(Excerpt Opens)
Spotlight On Simon Joseph, Cyclotron Engineer

He works with electrons, protons, and neutrons, but Simon Joseph's focus is on the patients

March 12, 2021

When a patient is injected with a radioactive drug before a scan at the PET center on 168th Street, that radiotracer was most likely created a couple of floors down from the scanner— starting with a cyclotron. Our cyclotron engineer, Simon Joseph, joined the Columbia University PET Center in 2003 and has been making radiotracers for almost twenty years.

These tracers help with cancer diagnosis and evaluation of cancer treatments by collecting in areas of the body that have higher levels of chemical activity—which often correspond to areas of disease—and creating bright spots on a scan. They are also widely used for human and animal research.

Making radiotracers involves many detailed steps, checks, and double-checks. Throughout this process, Simon keeps one thing in mind: the patients who will benefit from the compound he is creating. These are people he never actually meets.

Simon also developed and runs a program which brings public school kids to the PET Center for educational tours.

What's a typical day at the PET Center for you?
(Excerpt Closes)
(Excerpted records Opens)
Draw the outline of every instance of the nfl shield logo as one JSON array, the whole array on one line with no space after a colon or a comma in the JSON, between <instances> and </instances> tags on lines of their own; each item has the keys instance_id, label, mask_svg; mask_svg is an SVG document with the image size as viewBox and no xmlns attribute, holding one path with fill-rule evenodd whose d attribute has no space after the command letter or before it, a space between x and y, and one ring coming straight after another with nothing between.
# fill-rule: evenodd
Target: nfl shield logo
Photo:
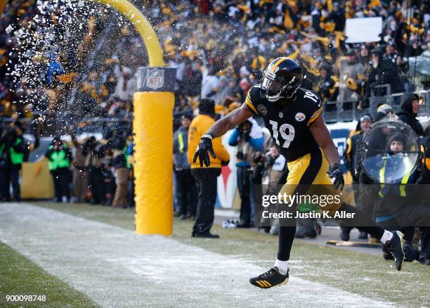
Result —
<instances>
[{"instance_id":1,"label":"nfl shield logo","mask_svg":"<svg viewBox=\"0 0 430 308\"><path fill-rule=\"evenodd\" d=\"M157 90L164 85L164 71L158 68L148 69L146 73L146 86Z\"/></svg>"}]
</instances>

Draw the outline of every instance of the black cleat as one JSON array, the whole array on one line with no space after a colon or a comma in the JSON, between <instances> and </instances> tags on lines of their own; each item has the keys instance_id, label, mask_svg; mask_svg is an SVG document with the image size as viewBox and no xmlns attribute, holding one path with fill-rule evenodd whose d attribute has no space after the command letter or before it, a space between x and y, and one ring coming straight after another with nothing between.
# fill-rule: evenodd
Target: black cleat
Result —
<instances>
[{"instance_id":1,"label":"black cleat","mask_svg":"<svg viewBox=\"0 0 430 308\"><path fill-rule=\"evenodd\" d=\"M398 271L402 269L402 266L405 261L403 242L403 233L400 231L393 231L393 238L387 240L385 243L385 245L394 258L394 264Z\"/></svg>"},{"instance_id":2,"label":"black cleat","mask_svg":"<svg viewBox=\"0 0 430 308\"><path fill-rule=\"evenodd\" d=\"M218 234L212 234L209 231L204 233L193 233L191 234L191 236L193 238L219 238L219 236Z\"/></svg>"},{"instance_id":3,"label":"black cleat","mask_svg":"<svg viewBox=\"0 0 430 308\"><path fill-rule=\"evenodd\" d=\"M345 230L344 229L342 229L339 234L341 240L345 242L348 242L349 240L349 230Z\"/></svg>"},{"instance_id":4,"label":"black cleat","mask_svg":"<svg viewBox=\"0 0 430 308\"><path fill-rule=\"evenodd\" d=\"M285 275L282 275L279 272L278 267L273 267L266 273L249 279L249 283L256 287L268 289L275 285L281 285L287 283L288 282L289 272L289 269L288 269Z\"/></svg>"},{"instance_id":5,"label":"black cleat","mask_svg":"<svg viewBox=\"0 0 430 308\"><path fill-rule=\"evenodd\" d=\"M393 260L394 259L394 258L393 257L393 255L391 255L391 252L390 251L389 249L388 249L388 247L386 247L385 245L382 245L382 257L386 260Z\"/></svg>"}]
</instances>

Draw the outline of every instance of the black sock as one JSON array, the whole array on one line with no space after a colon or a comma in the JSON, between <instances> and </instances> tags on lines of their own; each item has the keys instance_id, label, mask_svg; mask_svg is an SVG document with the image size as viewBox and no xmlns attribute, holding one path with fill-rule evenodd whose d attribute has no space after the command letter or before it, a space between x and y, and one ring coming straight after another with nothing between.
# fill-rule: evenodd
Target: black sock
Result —
<instances>
[{"instance_id":1,"label":"black sock","mask_svg":"<svg viewBox=\"0 0 430 308\"><path fill-rule=\"evenodd\" d=\"M278 247L278 259L288 261L292 242L296 235L296 226L279 227L279 246Z\"/></svg>"},{"instance_id":2,"label":"black sock","mask_svg":"<svg viewBox=\"0 0 430 308\"><path fill-rule=\"evenodd\" d=\"M357 207L354 207L348 204L344 203L342 206L341 206L339 211L345 212L346 213L354 213L354 219L357 219L358 222L360 222L360 224L365 225L366 226L356 226L358 230L361 231L366 232L370 234L374 238L380 240L382 238L382 235L384 234L384 229L380 226L377 226L377 224L370 219L367 215L366 215L364 212L363 212L360 210Z\"/></svg>"}]
</instances>

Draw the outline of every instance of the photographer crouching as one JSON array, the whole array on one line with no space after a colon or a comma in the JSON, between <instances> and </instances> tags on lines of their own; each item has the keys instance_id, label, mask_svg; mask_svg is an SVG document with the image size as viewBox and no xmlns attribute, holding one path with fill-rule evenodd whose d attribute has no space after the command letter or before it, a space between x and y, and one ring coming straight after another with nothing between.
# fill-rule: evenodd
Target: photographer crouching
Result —
<instances>
[{"instance_id":1,"label":"photographer crouching","mask_svg":"<svg viewBox=\"0 0 430 308\"><path fill-rule=\"evenodd\" d=\"M236 127L228 139L228 144L237 147L236 167L237 188L240 195L240 216L238 228L249 228L251 222L251 165L255 151L263 150L264 136L261 127L253 119Z\"/></svg>"}]
</instances>

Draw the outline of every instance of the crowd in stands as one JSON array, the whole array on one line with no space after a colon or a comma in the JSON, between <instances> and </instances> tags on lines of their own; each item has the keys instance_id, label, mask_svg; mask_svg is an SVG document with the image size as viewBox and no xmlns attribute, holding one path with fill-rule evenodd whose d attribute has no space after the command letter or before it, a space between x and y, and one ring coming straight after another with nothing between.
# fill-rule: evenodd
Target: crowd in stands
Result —
<instances>
[{"instance_id":1,"label":"crowd in stands","mask_svg":"<svg viewBox=\"0 0 430 308\"><path fill-rule=\"evenodd\" d=\"M300 63L306 75L302 86L314 90L326 103L355 101L357 108L363 109L368 106L375 85L389 84L391 93L413 92L417 88L429 87L428 80L417 84L415 78L408 75L408 58L430 48L430 5L427 1L154 0L143 1L141 4L141 9L159 37L165 63L176 69L174 113L175 129L181 127L175 133L175 172L179 185L185 188L195 179L188 170L191 169L190 162L184 158L187 145L183 143L183 138L187 139L184 136L188 134L190 120L197 115L199 104L214 102L214 110L221 115L240 105L250 87L259 82L262 70L276 57L289 56ZM100 37L100 34L108 25L107 15L98 8L98 14L80 18L82 30L73 33L79 38L77 45L65 48L70 43L60 38L66 33L72 34L65 27L58 25L58 8L46 8L44 16L48 19L48 23L53 25L47 30L30 23L39 14L37 6L35 1L13 0L6 4L0 18L0 116L15 120L34 118L46 113L55 115L67 101L71 104L69 108L76 107L73 110L81 117L129 120L133 113L132 94L137 90L136 68L147 64L143 42L132 27L122 22L115 30L119 34L115 37L119 39L108 48L103 48L97 64L89 68L85 63L90 60L95 41L106 39ZM70 13L77 15L79 12ZM348 18L378 16L383 20L379 41L346 42ZM15 83L13 77L8 75L18 64L20 54L25 47L13 32L6 31L10 25L17 29L30 26L36 34L52 35L51 48L41 56L32 58L38 63L37 72L42 77L35 78L37 82L20 79ZM84 74L86 70L88 72ZM74 90L78 98L68 101L67 97ZM387 94L386 90L379 94ZM412 117L406 120L416 124L412 102L417 99L410 101L410 104L403 103L403 115ZM325 106L328 110L333 108L328 104ZM361 120L359 124L368 119ZM18 122L15 123L19 125ZM60 137L54 139L46 157L50 161L56 183L57 201L70 200L72 195L69 188L72 187L73 195L79 202L132 205L133 198L129 198L133 195L132 169L127 159L132 153L131 122L118 123L121 123L120 127L105 132L103 141L95 138L79 141L73 131L70 131L72 141L69 145ZM270 181L271 177L282 177L284 167L280 166L285 165L276 147L267 143L263 147L257 142L259 134L244 132L258 124L250 121L247 124L247 129L237 127L235 139L233 136L229 141L231 146L241 147L242 139L248 143L255 139L255 143L247 148L253 148L258 152L252 159L247 153L242 153L245 156L242 158L235 158L240 178L243 179L238 183L240 194L245 199L241 219L235 224L243 227L252 224L248 201L249 165L261 167L260 174L254 174L254 179L266 177ZM11 134L13 142L20 139L19 130L16 136L7 131L5 136ZM423 134L422 127L418 134ZM183 143L180 139L183 139ZM7 148L20 153L20 146L11 142L8 141ZM8 163L14 165L11 157L9 155ZM227 160L219 162L220 167L228 163ZM13 183L14 174L8 175ZM211 180L216 182L216 178L211 177ZM200 181L202 185L201 179ZM209 201L197 201L195 195L190 195L197 193L196 190L185 191L186 194L182 191L176 194L177 214L184 219L194 217L197 203ZM299 234L308 236L309 231L312 234L317 232L317 226L304 224Z\"/></svg>"},{"instance_id":2,"label":"crowd in stands","mask_svg":"<svg viewBox=\"0 0 430 308\"><path fill-rule=\"evenodd\" d=\"M58 3L58 7L63 4ZM77 89L80 96L73 103L79 105L81 117L131 118L134 73L146 65L144 46L132 27L125 22L117 26L120 39L104 49L85 78L79 78L96 33L107 25L106 14L99 9L98 14L81 18L83 30L74 33L79 36L77 46L63 48L70 42L64 41L67 31L58 22L59 8L46 8L44 16L56 26L47 30L30 23L41 15L37 5L32 0L9 1L1 15L0 114L23 117L31 117L32 111L53 112L66 98L65 93ZM413 91L417 85L408 75L408 58L429 49L429 8L426 1L380 0L155 0L141 6L159 36L165 62L177 69L176 127L181 115L195 110L200 98L213 99L218 110L233 101L242 103L261 70L279 56L302 64L306 71L303 86L313 89L325 101L354 101L363 108L375 84L390 84L391 93ZM79 16L79 11L70 13ZM346 43L346 19L376 16L383 18L379 41ZM11 24L17 29L30 25L36 33L53 36L49 52L32 59L39 61L39 73L44 75L38 84L25 80L14 84L6 75L6 66L13 70L25 48L13 32L6 32Z\"/></svg>"}]
</instances>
(Excerpted records Closes)
**Work task A**.
In the profile of cyclotron engineer Simon Joseph, in what year did he join the Columbia University PET Center?
**Work task B**.
Continue the profile of cyclotron engineer Simon Joseph, starting right after its last line.

**Final answer A**.
He joined in 2003.

**Final answer B**.
We get our schedule for the next week on Friday. Sometimes I'm doing paperwork, sometimes it's training, and sometimes it's a production run, which means I'm making a radiotracer for a patient. If I have a production run, I don't know the patient's name, but I know it's a patient.

How do you do a production run?

I start the whole process at least two hours before the dose is injected into the patient. The first thing I do is make sure the machine is up and whatever I need is available.

Then I follow the batch record, which is like a recipe. The batch record might say I'm making an F-18 tracer. That batch record is going to get me from the beginning to the end. It has 30 to 40 pages of production, quality control, and quality assurance.

To make F18 we start with O18 water in the cyclotron. The particle accelerator fires protons at the O18, which transforms it into the radioactive isotope F18. We call this irridation time. The length of time that we leave the beam on O18 water is determined by the compound we're making for that patient. Most of the time it's a 40 or 50 minute run.

Then it goes to the synthesis unit through small transfer lines. Synthesis involves taking the F18 and attaching it to a particular compound, depending on what is ordered. The labeling happens in a complex synthesis unit.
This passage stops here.